START EXTRACTED TEXT
CEOCFO: How do you manage to stay ahead of the curve at Enterprise Integration to make the process easier, safer, better and cheaper for your clients?

Mr. Locher: Our charter, almost twenty years ago, was to “deliver the promise of IT” and that had everything to do with what you just said. Whether it’s our customers’ legacy components, skillsets, automation, equipment or monitoring, we see their struggle with the complexity of technology. We know it keeps CIOs, CFOs, and CEOs up at night. Through this movement towards more system intelligence and better data analytics, you can win this battle. We are winning it every day. We just brought on a new customer ninety days ago that is an international print manufacturing company and in ninety days they will tell you that it has become much quieter. Their people are not contacted during church. They are not contacted at night. Their infrastructure is securely monitored by an intelligent digital robotics engine allowing our industry experts to do the human capital intelligence work that we should be doing. Like it or not, this is the way the industry has to be for the next ten years and we have chosen to embrace this concept well ahead of the curve. It is not rocket science. It is about getting the right data in front of them to make the decisions faster, stronger and better. It has happened in every other industry except the IT industry. Take a look at Tesla and what they are doing from a manufacturing capability. They have beautifully designed robots that deliver a perfect car! Believe me, I own a Tesla and I love Tesla! Perfection is an important driver behind automation and it is being done everywhere. It is just the IT industry that lacks. They say the cobbler’s son has the worst shoes. Companies tend to focus so much on that new product release, they forget about the eighty percent that is dragging them down every year.
END EXTRACTED TEXT
START PROVIDED DATA
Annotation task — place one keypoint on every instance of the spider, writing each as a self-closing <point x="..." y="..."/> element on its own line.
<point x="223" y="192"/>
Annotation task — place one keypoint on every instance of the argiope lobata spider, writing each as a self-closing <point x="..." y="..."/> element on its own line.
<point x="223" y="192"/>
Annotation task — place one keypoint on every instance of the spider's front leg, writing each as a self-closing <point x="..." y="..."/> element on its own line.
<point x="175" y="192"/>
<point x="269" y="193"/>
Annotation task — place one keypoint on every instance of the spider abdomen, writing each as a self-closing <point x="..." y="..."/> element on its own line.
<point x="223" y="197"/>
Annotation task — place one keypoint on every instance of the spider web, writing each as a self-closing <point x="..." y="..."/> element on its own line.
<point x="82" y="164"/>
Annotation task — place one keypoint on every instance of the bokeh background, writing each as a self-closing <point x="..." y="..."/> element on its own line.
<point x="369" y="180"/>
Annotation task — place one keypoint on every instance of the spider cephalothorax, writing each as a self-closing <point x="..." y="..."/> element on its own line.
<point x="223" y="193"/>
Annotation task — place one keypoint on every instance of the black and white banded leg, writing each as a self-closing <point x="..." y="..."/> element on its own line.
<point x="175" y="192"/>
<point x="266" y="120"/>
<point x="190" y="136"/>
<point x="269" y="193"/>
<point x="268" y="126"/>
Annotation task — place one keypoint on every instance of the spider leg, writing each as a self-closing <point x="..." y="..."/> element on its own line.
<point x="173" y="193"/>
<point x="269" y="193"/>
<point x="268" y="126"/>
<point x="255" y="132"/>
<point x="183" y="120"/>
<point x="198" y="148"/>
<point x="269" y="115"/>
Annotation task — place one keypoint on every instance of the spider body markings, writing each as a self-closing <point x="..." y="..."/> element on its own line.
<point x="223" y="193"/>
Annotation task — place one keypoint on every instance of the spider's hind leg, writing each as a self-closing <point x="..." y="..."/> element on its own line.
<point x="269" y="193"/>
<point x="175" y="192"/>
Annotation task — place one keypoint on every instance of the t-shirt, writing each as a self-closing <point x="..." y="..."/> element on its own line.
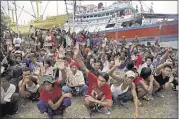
<point x="54" y="95"/>
<point x="6" y="96"/>
<point x="161" y="80"/>
<point x="95" y="91"/>
<point x="138" y="61"/>
<point x="32" y="89"/>
<point x="17" y="42"/>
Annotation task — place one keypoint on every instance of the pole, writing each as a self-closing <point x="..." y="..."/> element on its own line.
<point x="37" y="7"/>
<point x="33" y="8"/>
<point x="16" y="17"/>
<point x="73" y="14"/>
<point x="12" y="16"/>
<point x="57" y="7"/>
<point x="20" y="13"/>
<point x="8" y="8"/>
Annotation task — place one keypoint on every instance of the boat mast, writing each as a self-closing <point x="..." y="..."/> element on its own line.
<point x="33" y="8"/>
<point x="74" y="5"/>
<point x="8" y="8"/>
<point x="37" y="8"/>
<point x="57" y="7"/>
<point x="16" y="18"/>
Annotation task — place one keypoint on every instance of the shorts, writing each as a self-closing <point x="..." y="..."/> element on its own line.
<point x="44" y="107"/>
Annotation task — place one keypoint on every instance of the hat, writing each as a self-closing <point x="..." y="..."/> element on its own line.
<point x="46" y="78"/>
<point x="74" y="64"/>
<point x="43" y="49"/>
<point x="130" y="74"/>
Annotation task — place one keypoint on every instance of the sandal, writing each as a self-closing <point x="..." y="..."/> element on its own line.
<point x="146" y="98"/>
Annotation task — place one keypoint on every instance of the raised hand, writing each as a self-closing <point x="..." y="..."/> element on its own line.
<point x="76" y="49"/>
<point x="61" y="64"/>
<point x="117" y="62"/>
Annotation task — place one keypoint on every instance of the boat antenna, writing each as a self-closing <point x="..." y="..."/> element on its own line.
<point x="45" y="9"/>
<point x="33" y="8"/>
<point x="16" y="18"/>
<point x="57" y="7"/>
<point x="20" y="13"/>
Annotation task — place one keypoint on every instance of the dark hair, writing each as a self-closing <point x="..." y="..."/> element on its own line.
<point x="149" y="57"/>
<point x="130" y="65"/>
<point x="168" y="66"/>
<point x="105" y="76"/>
<point x="48" y="61"/>
<point x="5" y="76"/>
<point x="145" y="72"/>
<point x="26" y="69"/>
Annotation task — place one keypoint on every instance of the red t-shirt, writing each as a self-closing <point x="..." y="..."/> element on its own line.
<point x="94" y="91"/>
<point x="53" y="40"/>
<point x="138" y="61"/>
<point x="54" y="96"/>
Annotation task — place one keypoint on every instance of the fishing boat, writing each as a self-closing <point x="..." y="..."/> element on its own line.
<point x="121" y="20"/>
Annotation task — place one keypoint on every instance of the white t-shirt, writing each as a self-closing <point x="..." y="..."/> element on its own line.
<point x="17" y="42"/>
<point x="32" y="89"/>
<point x="6" y="96"/>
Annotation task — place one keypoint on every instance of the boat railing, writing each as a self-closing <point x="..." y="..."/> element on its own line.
<point x="99" y="11"/>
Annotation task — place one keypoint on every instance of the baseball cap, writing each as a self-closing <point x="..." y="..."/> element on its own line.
<point x="46" y="78"/>
<point x="130" y="74"/>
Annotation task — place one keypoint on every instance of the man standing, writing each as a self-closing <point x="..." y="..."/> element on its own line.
<point x="9" y="99"/>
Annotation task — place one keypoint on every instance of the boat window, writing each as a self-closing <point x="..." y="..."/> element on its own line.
<point x="110" y="25"/>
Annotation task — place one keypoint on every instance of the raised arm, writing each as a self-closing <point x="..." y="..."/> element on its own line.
<point x="147" y="88"/>
<point x="111" y="71"/>
<point x="160" y="67"/>
<point x="77" y="57"/>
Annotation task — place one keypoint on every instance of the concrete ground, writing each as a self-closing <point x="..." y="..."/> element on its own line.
<point x="159" y="108"/>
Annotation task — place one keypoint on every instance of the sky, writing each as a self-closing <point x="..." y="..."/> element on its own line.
<point x="169" y="7"/>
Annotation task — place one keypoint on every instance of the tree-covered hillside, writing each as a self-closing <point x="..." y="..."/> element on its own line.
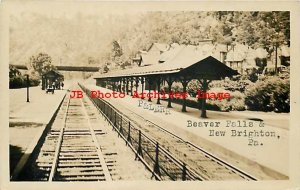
<point x="93" y="39"/>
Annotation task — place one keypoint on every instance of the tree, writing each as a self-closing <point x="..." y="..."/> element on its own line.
<point x="41" y="63"/>
<point x="13" y="72"/>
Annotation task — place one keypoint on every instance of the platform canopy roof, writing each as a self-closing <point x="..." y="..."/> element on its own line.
<point x="187" y="63"/>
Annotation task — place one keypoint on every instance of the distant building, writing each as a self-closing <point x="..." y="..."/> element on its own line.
<point x="239" y="57"/>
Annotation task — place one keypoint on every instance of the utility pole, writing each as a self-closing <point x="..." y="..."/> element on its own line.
<point x="27" y="77"/>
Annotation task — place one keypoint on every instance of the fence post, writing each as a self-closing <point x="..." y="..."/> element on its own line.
<point x="121" y="128"/>
<point x="115" y="122"/>
<point x="184" y="172"/>
<point x="128" y="137"/>
<point x="156" y="168"/>
<point x="139" y="151"/>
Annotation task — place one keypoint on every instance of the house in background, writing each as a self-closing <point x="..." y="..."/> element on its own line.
<point x="239" y="57"/>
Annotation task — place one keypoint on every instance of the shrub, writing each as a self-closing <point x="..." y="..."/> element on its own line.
<point x="270" y="94"/>
<point x="21" y="82"/>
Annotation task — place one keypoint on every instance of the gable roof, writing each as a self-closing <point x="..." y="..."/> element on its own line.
<point x="181" y="63"/>
<point x="160" y="46"/>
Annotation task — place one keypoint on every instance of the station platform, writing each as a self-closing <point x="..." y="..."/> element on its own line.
<point x="27" y="120"/>
<point x="233" y="149"/>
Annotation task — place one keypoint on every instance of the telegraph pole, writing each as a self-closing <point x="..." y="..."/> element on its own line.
<point x="27" y="77"/>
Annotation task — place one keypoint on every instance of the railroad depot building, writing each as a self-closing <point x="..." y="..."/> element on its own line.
<point x="52" y="78"/>
<point x="180" y="63"/>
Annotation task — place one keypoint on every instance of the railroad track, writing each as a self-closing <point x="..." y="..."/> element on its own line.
<point x="71" y="150"/>
<point x="204" y="163"/>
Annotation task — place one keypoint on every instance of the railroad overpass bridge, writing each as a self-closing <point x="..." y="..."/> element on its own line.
<point x="70" y="72"/>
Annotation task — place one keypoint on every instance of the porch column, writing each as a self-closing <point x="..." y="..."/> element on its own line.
<point x="143" y="82"/>
<point x="127" y="86"/>
<point x="131" y="86"/>
<point x="158" y="81"/>
<point x="184" y="84"/>
<point x="150" y="81"/>
<point x="170" y="82"/>
<point x="204" y="88"/>
<point x="137" y="84"/>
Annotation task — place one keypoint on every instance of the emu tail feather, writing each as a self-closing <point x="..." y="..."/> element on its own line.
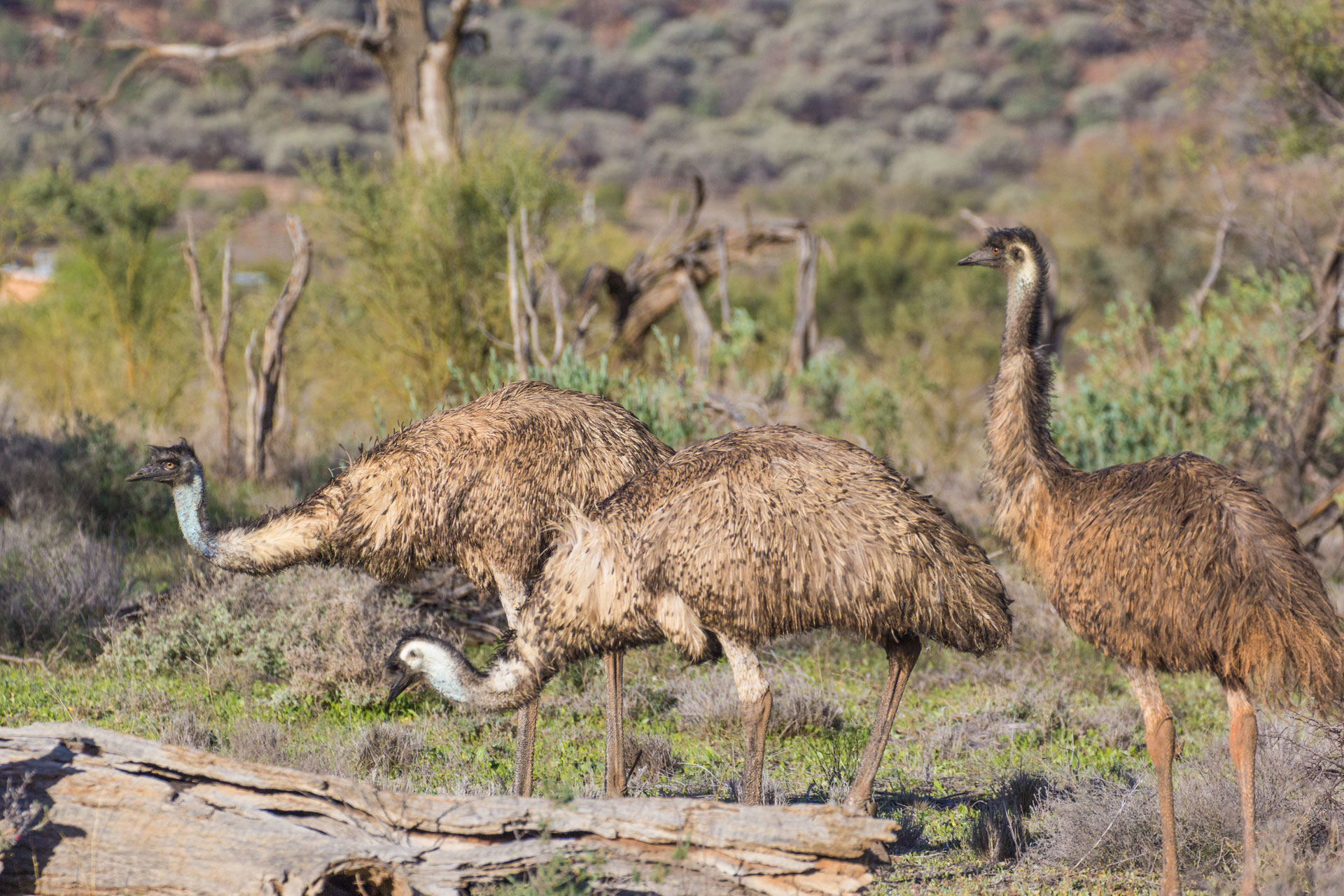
<point x="1285" y="652"/>
<point x="1281" y="636"/>
<point x="594" y="570"/>
<point x="960" y="598"/>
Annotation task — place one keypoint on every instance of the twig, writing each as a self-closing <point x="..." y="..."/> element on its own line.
<point x="1119" y="813"/>
<point x="24" y="662"/>
<point x="1215" y="264"/>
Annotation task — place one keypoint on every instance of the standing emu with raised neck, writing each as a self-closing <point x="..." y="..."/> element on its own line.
<point x="480" y="486"/>
<point x="748" y="538"/>
<point x="1174" y="564"/>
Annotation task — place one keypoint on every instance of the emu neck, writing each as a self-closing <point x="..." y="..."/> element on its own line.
<point x="190" y="501"/>
<point x="512" y="680"/>
<point x="1026" y="469"/>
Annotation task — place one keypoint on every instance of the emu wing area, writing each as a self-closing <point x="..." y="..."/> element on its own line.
<point x="776" y="531"/>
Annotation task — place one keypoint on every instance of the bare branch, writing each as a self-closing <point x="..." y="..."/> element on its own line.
<point x="1215" y="264"/>
<point x="721" y="245"/>
<point x="151" y="54"/>
<point x="522" y="356"/>
<point x="264" y="378"/>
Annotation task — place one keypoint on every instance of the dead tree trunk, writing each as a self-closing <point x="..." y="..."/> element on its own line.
<point x="125" y="814"/>
<point x="803" y="342"/>
<point x="264" y="372"/>
<point x="1328" y="285"/>
<point x="417" y="64"/>
<point x="216" y="346"/>
<point x="696" y="321"/>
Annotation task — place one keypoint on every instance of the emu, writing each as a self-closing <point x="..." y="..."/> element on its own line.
<point x="480" y="486"/>
<point x="742" y="539"/>
<point x="1174" y="564"/>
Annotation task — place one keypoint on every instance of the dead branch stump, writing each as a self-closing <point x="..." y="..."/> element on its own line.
<point x="125" y="814"/>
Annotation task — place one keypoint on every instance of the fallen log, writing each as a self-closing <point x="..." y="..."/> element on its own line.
<point x="127" y="814"/>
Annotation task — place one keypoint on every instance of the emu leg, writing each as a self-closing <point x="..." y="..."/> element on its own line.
<point x="526" y="748"/>
<point x="512" y="596"/>
<point x="615" y="726"/>
<point x="1241" y="743"/>
<point x="1160" y="731"/>
<point x="902" y="654"/>
<point x="755" y="706"/>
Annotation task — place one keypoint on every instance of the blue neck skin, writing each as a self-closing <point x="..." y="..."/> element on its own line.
<point x="190" y="500"/>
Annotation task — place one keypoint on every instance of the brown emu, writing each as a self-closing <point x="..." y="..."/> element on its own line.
<point x="480" y="486"/>
<point x="738" y="540"/>
<point x="1174" y="564"/>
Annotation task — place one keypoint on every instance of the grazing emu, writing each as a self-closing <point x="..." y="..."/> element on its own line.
<point x="1174" y="564"/>
<point x="738" y="540"/>
<point x="480" y="486"/>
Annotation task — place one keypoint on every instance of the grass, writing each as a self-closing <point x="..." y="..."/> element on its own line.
<point x="968" y="762"/>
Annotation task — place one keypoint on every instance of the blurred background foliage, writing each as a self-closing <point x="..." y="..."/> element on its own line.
<point x="1123" y="132"/>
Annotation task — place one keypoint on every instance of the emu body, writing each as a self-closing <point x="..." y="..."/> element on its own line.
<point x="1174" y="564"/>
<point x="480" y="486"/>
<point x="732" y="543"/>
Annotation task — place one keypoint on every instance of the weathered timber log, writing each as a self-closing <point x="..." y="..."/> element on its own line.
<point x="125" y="814"/>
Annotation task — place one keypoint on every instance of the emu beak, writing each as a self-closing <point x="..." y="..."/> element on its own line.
<point x="403" y="681"/>
<point x="979" y="257"/>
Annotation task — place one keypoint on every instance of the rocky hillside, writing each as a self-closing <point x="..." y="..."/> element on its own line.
<point x="929" y="94"/>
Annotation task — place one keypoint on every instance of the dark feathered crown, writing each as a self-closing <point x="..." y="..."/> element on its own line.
<point x="393" y="663"/>
<point x="1004" y="237"/>
<point x="171" y="451"/>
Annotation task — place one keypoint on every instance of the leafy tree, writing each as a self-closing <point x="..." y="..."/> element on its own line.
<point x="116" y="300"/>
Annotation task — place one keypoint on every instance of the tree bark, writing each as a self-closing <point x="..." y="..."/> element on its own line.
<point x="216" y="347"/>
<point x="417" y="65"/>
<point x="125" y="814"/>
<point x="1328" y="285"/>
<point x="264" y="372"/>
<point x="803" y="342"/>
<point x="696" y="323"/>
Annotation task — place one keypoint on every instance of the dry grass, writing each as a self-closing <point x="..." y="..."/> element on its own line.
<point x="58" y="584"/>
<point x="323" y="631"/>
<point x="797" y="706"/>
<point x="1100" y="822"/>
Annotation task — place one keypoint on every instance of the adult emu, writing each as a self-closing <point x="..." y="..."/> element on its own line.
<point x="480" y="486"/>
<point x="739" y="540"/>
<point x="1174" y="564"/>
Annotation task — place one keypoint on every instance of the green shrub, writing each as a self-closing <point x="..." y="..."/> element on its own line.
<point x="421" y="254"/>
<point x="1219" y="386"/>
<point x="673" y="413"/>
<point x="109" y="332"/>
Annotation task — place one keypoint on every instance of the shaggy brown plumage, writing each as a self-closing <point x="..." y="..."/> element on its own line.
<point x="480" y="486"/>
<point x="1172" y="564"/>
<point x="742" y="539"/>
END PROVIDED DATA
> **SHORT TASK**: Pull from the interview the passage between "CEOCFO: How do" and "for your clients?", inclusive. The records have no connection to the interview.

> **PROBLEM SOLUTION**:
CEOCFO: How do you manage to stay ahead of the curve at Enterprise Integration to make the process easier, safer, better and cheaper for your clients?